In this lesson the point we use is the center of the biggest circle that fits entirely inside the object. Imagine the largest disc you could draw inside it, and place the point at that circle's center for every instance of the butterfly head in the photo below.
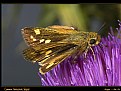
(94, 39)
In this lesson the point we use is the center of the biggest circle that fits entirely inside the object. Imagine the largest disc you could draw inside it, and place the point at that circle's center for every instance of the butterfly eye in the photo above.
(92, 41)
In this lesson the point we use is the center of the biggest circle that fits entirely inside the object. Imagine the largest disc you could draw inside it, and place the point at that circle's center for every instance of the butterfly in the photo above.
(51, 45)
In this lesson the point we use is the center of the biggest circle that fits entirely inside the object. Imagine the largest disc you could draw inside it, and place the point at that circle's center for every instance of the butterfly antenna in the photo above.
(101, 27)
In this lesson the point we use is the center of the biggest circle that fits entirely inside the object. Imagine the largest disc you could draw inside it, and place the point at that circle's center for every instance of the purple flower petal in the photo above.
(104, 71)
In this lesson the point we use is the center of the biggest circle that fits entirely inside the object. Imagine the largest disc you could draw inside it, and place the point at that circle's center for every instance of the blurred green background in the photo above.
(86, 17)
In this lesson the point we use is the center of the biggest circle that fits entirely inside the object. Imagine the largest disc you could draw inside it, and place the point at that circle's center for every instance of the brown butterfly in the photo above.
(51, 45)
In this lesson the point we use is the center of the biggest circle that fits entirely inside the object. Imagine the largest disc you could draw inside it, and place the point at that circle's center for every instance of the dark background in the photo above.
(86, 17)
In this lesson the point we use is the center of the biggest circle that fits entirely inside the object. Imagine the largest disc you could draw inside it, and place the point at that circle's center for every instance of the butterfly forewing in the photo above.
(51, 45)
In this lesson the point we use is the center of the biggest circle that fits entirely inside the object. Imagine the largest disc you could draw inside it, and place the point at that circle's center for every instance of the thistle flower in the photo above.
(105, 70)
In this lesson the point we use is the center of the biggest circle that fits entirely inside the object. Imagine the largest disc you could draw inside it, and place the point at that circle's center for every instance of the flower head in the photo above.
(105, 70)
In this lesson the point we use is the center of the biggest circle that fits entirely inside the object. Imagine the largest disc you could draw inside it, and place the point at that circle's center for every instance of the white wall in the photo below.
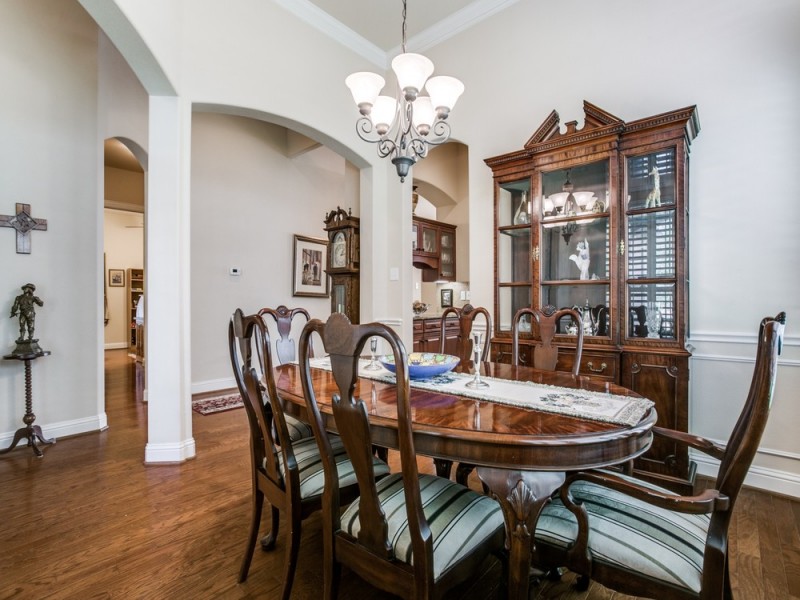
(739, 63)
(249, 198)
(50, 160)
(124, 249)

:::::

**PROMPT**
Your task is to quote exactly the lines from the one with "dark background in the photo above." through the end of the material, both included, without reproducing any pictures.

**SOLUTION TO THIS EXERCISE**
In this lesson the point we use is the center of the biggest circle that fits entirely inside the object. Imagine the largest disc you could draw inside it, and place the point at that circle's center for every instance of the dark background in the photo above.
(86, 17)
In this lesson the point we use is the center of the biggest circle that fits entirely inside the object. Imagine the largest disc you could draw inside it, and place the point at that circle's center for every instance of the butterfly forewing in the photo above.
(51, 45)
In this lesson the point we use is the center of the biggest circle that fits entirely inside the object. Imagine the largest disc you could draw inside it, and place the point at that circle's center for every instance of the thistle flower in the photo above.
(105, 70)
In this lesson the point we use is the center of the biggest circle that fits entirely inside the object. Imagine the largest disc you could draw inside it, and place the point at that circle's center for every instance of the flower head in the photo above.
(105, 70)
In this lesson the point we use is the center of the biggest circle that fits entirely inside the object. Imagine the largest disc you could draw inside it, and place the point at that circle's center for every instance of the white wall in the photo below.
(739, 63)
(249, 198)
(50, 160)
(124, 249)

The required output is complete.